**DO THIS:** Reproduce the entries from the line containing "Highlight green plastic bag." through the line containing "xmin=383 ymin=86 xmax=388 ymax=136", substituting "Outline" for "Highlight" and leaving all else unaltered.

· · · ·

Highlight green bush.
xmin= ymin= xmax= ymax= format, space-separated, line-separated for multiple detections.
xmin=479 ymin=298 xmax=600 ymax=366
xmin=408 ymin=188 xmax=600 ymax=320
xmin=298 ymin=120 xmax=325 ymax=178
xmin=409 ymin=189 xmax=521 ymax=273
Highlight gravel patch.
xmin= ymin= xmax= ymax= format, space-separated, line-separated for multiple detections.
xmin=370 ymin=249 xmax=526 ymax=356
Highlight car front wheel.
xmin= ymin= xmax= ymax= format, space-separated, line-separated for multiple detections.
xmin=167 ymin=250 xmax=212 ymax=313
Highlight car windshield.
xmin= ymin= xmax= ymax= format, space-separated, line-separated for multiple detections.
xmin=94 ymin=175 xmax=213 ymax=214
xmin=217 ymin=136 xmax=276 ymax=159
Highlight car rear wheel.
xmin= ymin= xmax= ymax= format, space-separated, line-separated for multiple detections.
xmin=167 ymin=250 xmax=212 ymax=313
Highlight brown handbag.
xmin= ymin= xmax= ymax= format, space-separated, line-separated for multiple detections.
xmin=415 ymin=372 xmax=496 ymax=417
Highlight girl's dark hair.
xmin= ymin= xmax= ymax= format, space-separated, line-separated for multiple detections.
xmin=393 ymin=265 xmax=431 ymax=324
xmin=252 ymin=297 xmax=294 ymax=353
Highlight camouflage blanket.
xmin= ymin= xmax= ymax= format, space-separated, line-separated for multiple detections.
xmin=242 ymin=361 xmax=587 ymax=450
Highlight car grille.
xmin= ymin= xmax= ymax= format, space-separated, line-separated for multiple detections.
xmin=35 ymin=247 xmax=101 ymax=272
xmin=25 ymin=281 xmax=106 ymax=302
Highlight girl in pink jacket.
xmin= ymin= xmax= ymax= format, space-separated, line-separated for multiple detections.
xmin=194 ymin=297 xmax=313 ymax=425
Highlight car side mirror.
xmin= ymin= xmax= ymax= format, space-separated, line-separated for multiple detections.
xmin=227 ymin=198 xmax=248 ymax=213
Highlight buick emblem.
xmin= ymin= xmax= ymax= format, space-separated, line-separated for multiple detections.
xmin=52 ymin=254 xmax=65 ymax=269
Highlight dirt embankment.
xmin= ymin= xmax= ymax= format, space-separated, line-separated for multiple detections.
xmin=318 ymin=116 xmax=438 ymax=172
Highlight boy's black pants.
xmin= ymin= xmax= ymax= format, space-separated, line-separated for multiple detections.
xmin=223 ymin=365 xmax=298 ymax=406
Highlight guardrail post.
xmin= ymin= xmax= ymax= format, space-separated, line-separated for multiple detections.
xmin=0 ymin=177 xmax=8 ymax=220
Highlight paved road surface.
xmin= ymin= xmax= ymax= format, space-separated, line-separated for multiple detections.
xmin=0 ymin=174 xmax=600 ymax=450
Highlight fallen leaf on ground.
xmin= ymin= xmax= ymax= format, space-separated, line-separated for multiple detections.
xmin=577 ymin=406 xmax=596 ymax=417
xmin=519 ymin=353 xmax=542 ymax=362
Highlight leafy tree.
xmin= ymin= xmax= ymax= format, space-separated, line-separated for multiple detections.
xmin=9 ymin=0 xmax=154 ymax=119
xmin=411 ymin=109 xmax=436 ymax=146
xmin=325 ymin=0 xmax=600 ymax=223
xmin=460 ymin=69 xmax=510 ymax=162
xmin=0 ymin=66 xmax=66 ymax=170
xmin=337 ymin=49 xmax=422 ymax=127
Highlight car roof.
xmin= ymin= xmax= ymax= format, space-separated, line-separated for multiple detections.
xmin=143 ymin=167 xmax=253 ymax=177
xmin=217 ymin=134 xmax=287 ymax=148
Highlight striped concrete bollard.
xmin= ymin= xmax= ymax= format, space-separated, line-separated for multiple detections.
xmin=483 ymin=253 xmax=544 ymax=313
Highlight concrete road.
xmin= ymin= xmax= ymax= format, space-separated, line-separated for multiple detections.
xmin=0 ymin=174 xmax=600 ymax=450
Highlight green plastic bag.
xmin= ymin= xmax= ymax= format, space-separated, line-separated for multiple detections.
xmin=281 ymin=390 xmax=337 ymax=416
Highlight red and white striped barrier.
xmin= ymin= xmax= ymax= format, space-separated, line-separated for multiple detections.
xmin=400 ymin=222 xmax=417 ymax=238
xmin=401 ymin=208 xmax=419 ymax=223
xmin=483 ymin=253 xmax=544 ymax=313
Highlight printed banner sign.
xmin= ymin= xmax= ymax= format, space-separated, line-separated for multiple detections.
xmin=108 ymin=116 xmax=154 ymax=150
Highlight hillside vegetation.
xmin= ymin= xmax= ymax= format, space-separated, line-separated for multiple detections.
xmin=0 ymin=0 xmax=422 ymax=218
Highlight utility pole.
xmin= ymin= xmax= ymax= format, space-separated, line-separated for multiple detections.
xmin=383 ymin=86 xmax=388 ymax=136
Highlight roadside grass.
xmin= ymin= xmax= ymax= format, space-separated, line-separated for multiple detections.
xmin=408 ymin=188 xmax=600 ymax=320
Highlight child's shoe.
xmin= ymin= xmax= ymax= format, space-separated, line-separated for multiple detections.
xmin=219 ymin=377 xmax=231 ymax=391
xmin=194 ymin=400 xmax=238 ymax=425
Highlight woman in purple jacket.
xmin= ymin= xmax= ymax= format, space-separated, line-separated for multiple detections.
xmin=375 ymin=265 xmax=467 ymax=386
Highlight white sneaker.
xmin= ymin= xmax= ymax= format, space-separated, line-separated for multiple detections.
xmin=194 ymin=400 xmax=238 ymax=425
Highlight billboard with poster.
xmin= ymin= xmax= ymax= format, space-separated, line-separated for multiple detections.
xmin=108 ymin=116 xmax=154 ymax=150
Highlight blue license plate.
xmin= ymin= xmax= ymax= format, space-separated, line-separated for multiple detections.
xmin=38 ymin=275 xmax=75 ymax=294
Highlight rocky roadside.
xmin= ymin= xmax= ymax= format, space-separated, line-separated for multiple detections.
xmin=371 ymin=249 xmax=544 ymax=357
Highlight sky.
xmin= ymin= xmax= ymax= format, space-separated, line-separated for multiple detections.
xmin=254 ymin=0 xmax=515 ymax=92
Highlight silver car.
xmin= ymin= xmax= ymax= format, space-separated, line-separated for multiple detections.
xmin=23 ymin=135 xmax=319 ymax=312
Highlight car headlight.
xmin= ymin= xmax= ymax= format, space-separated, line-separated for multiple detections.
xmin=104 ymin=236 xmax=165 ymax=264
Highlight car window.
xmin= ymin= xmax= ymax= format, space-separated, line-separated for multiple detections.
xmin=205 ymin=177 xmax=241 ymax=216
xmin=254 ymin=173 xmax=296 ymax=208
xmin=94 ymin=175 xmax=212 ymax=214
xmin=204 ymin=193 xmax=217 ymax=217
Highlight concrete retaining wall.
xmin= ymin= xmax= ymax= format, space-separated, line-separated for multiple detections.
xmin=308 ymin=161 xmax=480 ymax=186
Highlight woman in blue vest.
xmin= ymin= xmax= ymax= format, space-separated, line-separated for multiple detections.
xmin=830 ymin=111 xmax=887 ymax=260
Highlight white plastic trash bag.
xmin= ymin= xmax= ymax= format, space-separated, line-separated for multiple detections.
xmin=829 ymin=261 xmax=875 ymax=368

· · · ·

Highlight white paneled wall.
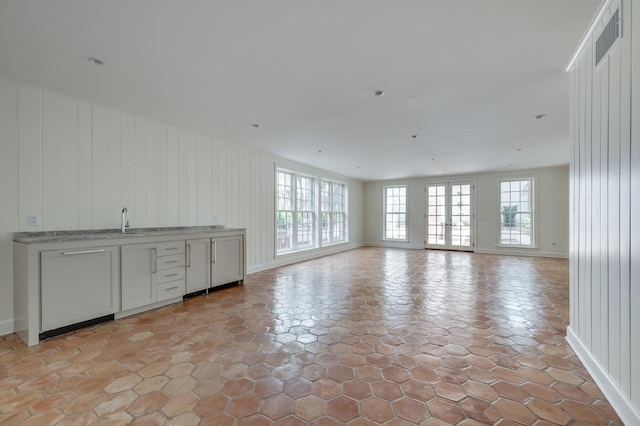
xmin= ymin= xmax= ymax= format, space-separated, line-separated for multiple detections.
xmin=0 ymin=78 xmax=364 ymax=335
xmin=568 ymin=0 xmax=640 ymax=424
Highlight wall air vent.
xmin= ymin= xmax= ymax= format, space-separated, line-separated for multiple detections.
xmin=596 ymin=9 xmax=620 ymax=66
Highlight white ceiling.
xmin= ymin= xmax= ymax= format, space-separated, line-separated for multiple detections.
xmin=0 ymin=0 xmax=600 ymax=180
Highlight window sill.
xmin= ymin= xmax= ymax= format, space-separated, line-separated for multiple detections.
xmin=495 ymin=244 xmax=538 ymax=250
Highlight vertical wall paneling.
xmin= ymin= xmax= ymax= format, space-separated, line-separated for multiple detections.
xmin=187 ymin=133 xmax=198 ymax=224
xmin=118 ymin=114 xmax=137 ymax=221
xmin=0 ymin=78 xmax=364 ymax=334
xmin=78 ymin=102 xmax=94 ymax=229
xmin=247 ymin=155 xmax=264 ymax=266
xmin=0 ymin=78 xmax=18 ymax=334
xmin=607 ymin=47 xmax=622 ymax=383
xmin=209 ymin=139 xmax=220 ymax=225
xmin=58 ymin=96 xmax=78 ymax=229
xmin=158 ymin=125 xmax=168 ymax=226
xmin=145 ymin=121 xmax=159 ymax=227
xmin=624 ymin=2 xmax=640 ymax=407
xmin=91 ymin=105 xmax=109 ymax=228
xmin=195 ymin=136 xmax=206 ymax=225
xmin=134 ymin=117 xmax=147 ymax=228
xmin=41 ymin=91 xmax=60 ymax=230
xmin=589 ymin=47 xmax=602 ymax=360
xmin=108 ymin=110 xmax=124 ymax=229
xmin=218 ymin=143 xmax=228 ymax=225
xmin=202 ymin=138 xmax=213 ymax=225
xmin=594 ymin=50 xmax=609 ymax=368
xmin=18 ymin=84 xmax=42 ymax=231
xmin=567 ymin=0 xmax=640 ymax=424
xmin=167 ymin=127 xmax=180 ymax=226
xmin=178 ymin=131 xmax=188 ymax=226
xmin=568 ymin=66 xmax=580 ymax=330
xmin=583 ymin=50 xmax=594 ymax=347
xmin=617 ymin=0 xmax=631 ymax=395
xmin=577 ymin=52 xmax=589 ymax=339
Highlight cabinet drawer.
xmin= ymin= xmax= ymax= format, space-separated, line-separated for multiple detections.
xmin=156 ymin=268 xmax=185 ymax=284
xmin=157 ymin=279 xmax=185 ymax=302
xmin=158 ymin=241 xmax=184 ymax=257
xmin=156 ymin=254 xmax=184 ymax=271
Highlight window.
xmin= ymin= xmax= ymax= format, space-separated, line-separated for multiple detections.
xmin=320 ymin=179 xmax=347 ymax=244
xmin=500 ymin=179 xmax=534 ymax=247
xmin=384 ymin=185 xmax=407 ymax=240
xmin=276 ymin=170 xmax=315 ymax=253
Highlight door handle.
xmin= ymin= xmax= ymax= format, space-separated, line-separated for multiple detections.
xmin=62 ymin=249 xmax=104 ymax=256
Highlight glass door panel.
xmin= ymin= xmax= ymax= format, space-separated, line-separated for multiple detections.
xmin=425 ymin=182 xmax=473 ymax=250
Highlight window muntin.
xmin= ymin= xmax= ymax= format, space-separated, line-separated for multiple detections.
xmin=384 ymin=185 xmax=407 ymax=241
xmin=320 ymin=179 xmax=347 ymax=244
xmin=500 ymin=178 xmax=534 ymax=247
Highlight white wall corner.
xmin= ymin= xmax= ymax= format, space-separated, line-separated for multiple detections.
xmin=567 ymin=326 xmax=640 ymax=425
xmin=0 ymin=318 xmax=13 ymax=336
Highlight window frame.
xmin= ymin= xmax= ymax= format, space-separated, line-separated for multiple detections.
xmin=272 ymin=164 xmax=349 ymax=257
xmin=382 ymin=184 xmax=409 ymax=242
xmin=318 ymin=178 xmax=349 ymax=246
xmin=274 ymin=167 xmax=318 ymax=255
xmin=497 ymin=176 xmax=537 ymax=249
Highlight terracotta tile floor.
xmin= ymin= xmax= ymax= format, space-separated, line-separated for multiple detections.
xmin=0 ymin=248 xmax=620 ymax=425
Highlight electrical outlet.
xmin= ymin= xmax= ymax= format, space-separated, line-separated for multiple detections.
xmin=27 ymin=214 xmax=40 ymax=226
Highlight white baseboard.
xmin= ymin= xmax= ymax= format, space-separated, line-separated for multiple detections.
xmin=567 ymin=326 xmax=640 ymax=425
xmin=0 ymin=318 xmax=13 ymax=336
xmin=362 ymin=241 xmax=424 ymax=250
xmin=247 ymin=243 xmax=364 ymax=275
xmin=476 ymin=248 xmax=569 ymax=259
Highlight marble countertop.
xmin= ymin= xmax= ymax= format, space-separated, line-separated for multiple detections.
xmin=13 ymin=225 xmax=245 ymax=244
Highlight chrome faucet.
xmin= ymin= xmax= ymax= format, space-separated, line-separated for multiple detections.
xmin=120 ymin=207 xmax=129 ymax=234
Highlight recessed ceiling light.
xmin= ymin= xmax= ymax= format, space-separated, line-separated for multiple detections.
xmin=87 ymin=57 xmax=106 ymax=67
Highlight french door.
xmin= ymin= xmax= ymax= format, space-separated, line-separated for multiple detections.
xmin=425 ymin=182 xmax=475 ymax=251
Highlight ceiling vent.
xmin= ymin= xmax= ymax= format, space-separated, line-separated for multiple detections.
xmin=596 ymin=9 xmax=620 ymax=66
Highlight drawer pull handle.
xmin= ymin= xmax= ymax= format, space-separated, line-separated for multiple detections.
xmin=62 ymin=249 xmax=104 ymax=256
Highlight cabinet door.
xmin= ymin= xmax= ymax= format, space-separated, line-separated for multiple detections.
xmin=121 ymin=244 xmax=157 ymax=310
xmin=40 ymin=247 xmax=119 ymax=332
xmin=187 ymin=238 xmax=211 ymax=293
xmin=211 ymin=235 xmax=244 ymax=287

· · · ·

**RESULT OF THE TASK:**
Outline green plastic bag.
xmin= ymin= xmax= ymax= format, space-separated, line-separated for multiple detections.
xmin=281 ymin=390 xmax=337 ymax=416
Outline red and white striped barrier.
xmin= ymin= xmax= ymax= format, space-separated, line-separated for multiple detections.
xmin=400 ymin=222 xmax=417 ymax=238
xmin=401 ymin=208 xmax=419 ymax=223
xmin=483 ymin=253 xmax=544 ymax=313
Outline printed banner sign.
xmin= ymin= xmax= ymax= format, space-separated, line-separated for multiple detections.
xmin=108 ymin=116 xmax=154 ymax=150
Outline hillside vegetation.
xmin= ymin= xmax= ymax= format, space-separated, line-separated for multiple detections.
xmin=0 ymin=0 xmax=422 ymax=218
Outline utility pole.
xmin= ymin= xmax= ymax= format, space-separated, line-separated for multiple detections.
xmin=383 ymin=86 xmax=388 ymax=136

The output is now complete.